■ **LISTED ENTRIES**
************

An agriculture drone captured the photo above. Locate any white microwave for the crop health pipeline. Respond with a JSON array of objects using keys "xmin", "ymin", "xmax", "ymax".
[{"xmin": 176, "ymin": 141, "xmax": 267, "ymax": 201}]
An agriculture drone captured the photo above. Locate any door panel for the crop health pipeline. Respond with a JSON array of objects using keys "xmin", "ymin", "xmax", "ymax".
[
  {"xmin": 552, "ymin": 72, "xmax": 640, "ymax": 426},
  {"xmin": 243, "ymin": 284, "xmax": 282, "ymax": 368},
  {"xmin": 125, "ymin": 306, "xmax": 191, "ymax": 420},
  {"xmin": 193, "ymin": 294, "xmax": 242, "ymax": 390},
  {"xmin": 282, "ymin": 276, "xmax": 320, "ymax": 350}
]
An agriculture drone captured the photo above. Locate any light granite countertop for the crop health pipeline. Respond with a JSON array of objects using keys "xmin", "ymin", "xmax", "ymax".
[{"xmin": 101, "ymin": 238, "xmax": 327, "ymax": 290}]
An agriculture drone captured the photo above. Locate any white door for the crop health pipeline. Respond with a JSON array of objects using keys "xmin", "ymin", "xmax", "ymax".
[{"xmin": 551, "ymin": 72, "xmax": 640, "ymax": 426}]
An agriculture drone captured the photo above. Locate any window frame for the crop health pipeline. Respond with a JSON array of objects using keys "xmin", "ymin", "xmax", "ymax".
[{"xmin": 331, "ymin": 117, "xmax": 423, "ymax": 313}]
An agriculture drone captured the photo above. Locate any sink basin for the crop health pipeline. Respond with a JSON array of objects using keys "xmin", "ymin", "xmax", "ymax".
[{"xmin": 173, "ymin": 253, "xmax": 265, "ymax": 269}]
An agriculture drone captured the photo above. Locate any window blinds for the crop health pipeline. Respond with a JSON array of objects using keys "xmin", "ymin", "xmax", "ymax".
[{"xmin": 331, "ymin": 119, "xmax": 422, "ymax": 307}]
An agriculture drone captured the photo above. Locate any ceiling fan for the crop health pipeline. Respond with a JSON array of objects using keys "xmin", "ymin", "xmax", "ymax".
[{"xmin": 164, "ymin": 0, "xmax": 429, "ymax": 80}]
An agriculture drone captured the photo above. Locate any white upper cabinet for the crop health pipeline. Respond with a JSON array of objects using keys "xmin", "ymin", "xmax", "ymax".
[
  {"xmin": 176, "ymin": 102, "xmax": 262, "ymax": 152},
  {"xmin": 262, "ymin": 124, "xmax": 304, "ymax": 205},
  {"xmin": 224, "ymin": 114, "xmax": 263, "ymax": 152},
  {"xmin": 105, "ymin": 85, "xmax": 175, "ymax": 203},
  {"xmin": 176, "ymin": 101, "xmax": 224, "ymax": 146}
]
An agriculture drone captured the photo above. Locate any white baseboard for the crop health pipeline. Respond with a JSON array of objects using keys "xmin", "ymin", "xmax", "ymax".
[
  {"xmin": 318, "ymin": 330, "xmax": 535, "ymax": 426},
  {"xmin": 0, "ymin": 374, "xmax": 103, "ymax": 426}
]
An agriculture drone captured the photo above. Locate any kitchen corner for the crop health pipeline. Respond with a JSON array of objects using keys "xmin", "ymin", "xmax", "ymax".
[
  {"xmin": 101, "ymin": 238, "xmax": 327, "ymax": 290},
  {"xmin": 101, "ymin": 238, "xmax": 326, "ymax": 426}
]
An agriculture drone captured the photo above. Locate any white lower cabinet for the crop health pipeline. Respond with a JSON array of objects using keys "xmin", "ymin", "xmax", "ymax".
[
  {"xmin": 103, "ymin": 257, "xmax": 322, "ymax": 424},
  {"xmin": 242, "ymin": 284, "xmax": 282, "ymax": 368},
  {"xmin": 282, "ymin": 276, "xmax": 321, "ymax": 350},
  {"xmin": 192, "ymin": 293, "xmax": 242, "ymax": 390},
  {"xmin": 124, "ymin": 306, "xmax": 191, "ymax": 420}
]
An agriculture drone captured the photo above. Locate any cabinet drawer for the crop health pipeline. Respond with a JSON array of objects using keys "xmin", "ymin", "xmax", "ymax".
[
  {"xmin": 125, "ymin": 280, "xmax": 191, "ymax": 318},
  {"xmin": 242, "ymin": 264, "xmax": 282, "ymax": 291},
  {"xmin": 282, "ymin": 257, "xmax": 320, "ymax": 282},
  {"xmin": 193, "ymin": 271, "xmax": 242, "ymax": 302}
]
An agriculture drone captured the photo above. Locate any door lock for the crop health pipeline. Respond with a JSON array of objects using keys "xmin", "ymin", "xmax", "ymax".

************

■ **STATED GOAL**
Using the material above, print every entry exactly as written.

■ **SOLVED EXERCISE**
An agriculture drone captured the photo above. Locate any white microwave for the crop health pipeline. Respond with a JSON array of objects using keys "xmin", "ymin", "xmax", "ymax".
[{"xmin": 176, "ymin": 141, "xmax": 267, "ymax": 201}]
An agriculture drone captured the photo above. Locate any door panel for the crop health pipeline. Respond with a JSON array of objects using keys "xmin", "ymin", "xmax", "ymax".
[
  {"xmin": 552, "ymin": 72, "xmax": 640, "ymax": 426},
  {"xmin": 243, "ymin": 284, "xmax": 282, "ymax": 368},
  {"xmin": 125, "ymin": 306, "xmax": 191, "ymax": 420},
  {"xmin": 193, "ymin": 294, "xmax": 242, "ymax": 390},
  {"xmin": 282, "ymin": 276, "xmax": 320, "ymax": 350}
]
An agriculture drone captured the photo above. Locate any light granite countertop for the crop health pipeline. Respond with a JSON array of objects using keys "xmin", "ymin", "xmax", "ymax".
[{"xmin": 101, "ymin": 238, "xmax": 327, "ymax": 290}]
An agriculture drone captured the photo above. Locate any white door for the crop health pipeline. Respond with a JSON array of objects using keys "xmin", "ymin", "xmax", "ymax".
[{"xmin": 551, "ymin": 72, "xmax": 640, "ymax": 426}]
An agriculture drone captured the photo above. Locate any window frame for the crop health pipeline. Respond with a JSON array of objects using keys "xmin", "ymin", "xmax", "ymax".
[{"xmin": 331, "ymin": 117, "xmax": 423, "ymax": 313}]
An agriculture drone captured the photo above. Locate any sink basin for the crop health pipeline. Respond with a JSON array of objects using keys "xmin", "ymin", "xmax", "ymax".
[{"xmin": 173, "ymin": 253, "xmax": 265, "ymax": 269}]
An agriculture drone captured the photo above. Locate any window blinds for the crop health pipeline. Respond with a JSON array of objects using keys "xmin", "ymin", "xmax", "ymax".
[{"xmin": 331, "ymin": 119, "xmax": 422, "ymax": 307}]
An agriculture drone captured the photo above. Locate any ceiling fan for the crop health pipeline. Respond with a JSON array of objects using keys "xmin", "ymin", "xmax", "ymax".
[{"xmin": 164, "ymin": 0, "xmax": 429, "ymax": 80}]
An agriculture drone captured the photo above. Locate any white upper cabinet for the crop health pipeline. Respond with a JSON array of objects using keys "xmin", "ymin", "xmax", "ymax".
[
  {"xmin": 176, "ymin": 102, "xmax": 262, "ymax": 152},
  {"xmin": 262, "ymin": 124, "xmax": 304, "ymax": 205},
  {"xmin": 224, "ymin": 114, "xmax": 263, "ymax": 152},
  {"xmin": 105, "ymin": 85, "xmax": 175, "ymax": 203},
  {"xmin": 176, "ymin": 101, "xmax": 224, "ymax": 146}
]
An agriculture drone captured the photo above. Locate any white baseboard for the crop health pipeline. Respond with a JSON array of objects using keys "xmin", "ymin", "xmax", "ymax".
[
  {"xmin": 318, "ymin": 330, "xmax": 535, "ymax": 426},
  {"xmin": 0, "ymin": 374, "xmax": 103, "ymax": 426}
]
An agriculture drone captured the photo above. Locate any kitchen corner for the crop health pipeline. Respond with a JSON array of objects using keys "xmin", "ymin", "xmax", "ymax".
[
  {"xmin": 101, "ymin": 238, "xmax": 327, "ymax": 290},
  {"xmin": 101, "ymin": 238, "xmax": 326, "ymax": 426}
]
An agriculture drone captured the photo above. Locate any white lower cabinet for the crop health pipeline. Respond with a JSON array of objects using keys "xmin", "ymin", "xmax", "ymax".
[
  {"xmin": 103, "ymin": 257, "xmax": 322, "ymax": 424},
  {"xmin": 242, "ymin": 284, "xmax": 282, "ymax": 368},
  {"xmin": 282, "ymin": 276, "xmax": 321, "ymax": 350},
  {"xmin": 192, "ymin": 293, "xmax": 242, "ymax": 390},
  {"xmin": 124, "ymin": 306, "xmax": 191, "ymax": 420}
]
An agriculture drone captured the photo above. Locate any cabinet drawer for the crop health pipeline. Respond with a JSON array of objects using keys "xmin", "ymin", "xmax", "ymax".
[
  {"xmin": 125, "ymin": 280, "xmax": 191, "ymax": 318},
  {"xmin": 242, "ymin": 264, "xmax": 282, "ymax": 291},
  {"xmin": 282, "ymin": 257, "xmax": 320, "ymax": 282},
  {"xmin": 193, "ymin": 271, "xmax": 242, "ymax": 302}
]
An agriculture drone captured the photo above. Locate any door lock for the crop health pipeline. Respond with a JSON array of objects using keys "xmin", "ymin", "xmax", "ymax".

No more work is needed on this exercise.